### Reading passage
==============================

System 700 represents a computing device in accordance with any
embodiment described herein, and can be a laptop computer, a
desktop computer, a server, a gaming or entertainment control
system, a scanner, copier, printer, routing or switching device, or
other electronic device. System 700 includes processor 720, which
provides processing, operation management, and execution of
instructions for system 700. Processor 720 can include any type of
microprocessor, central processing unit (CPU), processing core, or
other processing hardware to provide processing for system 700.
Processor 720 controls the overall operation of system 700, and can
be or include, one or more programmable general-purpose or
special-purpose microprocessors, digital signal processors (DSPs),
programmable controllers, application specific integrated circuits
(ASICs), programmable logic devices (PLDs), or the like, or a
combination of such devices.
[0070] Memory subsystem 730 represents the main memory of system
700, and provides temporary storage for code to be executed by
processor 720, or data values to be used in executing a routine.
Memory subsystem 730 can include one or more memory devices such as
read-only memory (ROM), flash memory, one or more varieties of
random access memory (RAM), or other memory devices, or a
combination of such devices. Memory subsystem 730 stores and hosts,
among other things, operating system (OS) 736 to provide a software
platform for execution of instructions in system 700. Additionally,
other instructions 738 are stored and executed from memory
subsystem 730 to provide the logic and the processing of system
700. OS 736 and instructions 738 are executed by processor 720.

==============================

### Records provided
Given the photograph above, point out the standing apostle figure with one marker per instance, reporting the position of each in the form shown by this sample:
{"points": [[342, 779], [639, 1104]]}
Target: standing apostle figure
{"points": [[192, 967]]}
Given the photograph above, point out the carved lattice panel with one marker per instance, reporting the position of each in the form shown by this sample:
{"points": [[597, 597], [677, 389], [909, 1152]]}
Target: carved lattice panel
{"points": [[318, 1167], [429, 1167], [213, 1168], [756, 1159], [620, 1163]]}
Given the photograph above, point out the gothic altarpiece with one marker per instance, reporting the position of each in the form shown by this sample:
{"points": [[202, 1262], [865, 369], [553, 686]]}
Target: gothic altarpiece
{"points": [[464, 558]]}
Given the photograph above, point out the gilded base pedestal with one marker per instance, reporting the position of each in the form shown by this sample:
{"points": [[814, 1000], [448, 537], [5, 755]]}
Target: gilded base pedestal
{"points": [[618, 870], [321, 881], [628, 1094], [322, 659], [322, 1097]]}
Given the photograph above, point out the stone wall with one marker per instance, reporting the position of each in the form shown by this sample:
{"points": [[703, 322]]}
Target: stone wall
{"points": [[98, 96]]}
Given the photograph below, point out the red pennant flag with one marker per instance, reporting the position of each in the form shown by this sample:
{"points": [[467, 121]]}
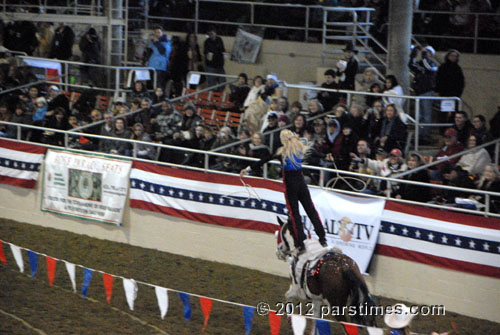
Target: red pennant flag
{"points": [[206, 308], [274, 323], [51, 269], [350, 328], [2, 255], [108, 286], [84, 140]]}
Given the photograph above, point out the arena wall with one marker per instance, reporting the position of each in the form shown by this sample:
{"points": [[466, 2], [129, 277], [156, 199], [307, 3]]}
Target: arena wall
{"points": [[467, 294], [301, 62]]}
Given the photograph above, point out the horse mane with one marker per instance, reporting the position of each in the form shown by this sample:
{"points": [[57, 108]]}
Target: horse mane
{"points": [[282, 237]]}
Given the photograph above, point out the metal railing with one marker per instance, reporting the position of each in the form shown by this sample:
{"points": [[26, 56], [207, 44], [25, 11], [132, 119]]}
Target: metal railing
{"points": [[415, 120], [54, 6], [307, 19], [476, 28], [116, 74], [322, 171], [248, 13]]}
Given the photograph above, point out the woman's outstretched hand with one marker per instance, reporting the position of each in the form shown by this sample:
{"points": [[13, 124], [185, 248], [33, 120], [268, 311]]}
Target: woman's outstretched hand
{"points": [[243, 172]]}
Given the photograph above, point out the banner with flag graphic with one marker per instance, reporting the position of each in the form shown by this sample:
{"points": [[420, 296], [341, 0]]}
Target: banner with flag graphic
{"points": [[461, 242], [351, 223], [455, 241], [207, 197], [20, 163], [90, 187]]}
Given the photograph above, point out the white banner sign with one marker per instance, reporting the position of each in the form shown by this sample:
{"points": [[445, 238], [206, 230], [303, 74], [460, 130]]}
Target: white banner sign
{"points": [[351, 223], [91, 187]]}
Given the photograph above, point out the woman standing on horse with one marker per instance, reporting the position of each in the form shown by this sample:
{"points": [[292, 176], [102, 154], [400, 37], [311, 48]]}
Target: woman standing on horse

==============================

### Written exercise
Set down everything in the System 700 passage above from "[0070] Memory subsystem" down to "by processor 720.", word for word.

### Response to the task
[0070] Memory subsystem 730 represents the main memory of system
700, and provides temporary storage for code to be executed by
processor 720, or data values to be used in executing a routine.
Memory subsystem 730 can include one or more memory devices such as
read-only memory (ROM), flash memory, one or more varieties of
random access memory (RAM), or other memory devices, or a
combination of such devices. Memory subsystem 730 stores and hosts,
among other things, operating system (OS) 736 to provide a software
platform for execution of instructions in system 700. Additionally,
other instructions 738 are stored and executed from memory
subsystem 730 to provide the logic and the processing of system
700. OS 736 and instructions 738 are executed by processor 720.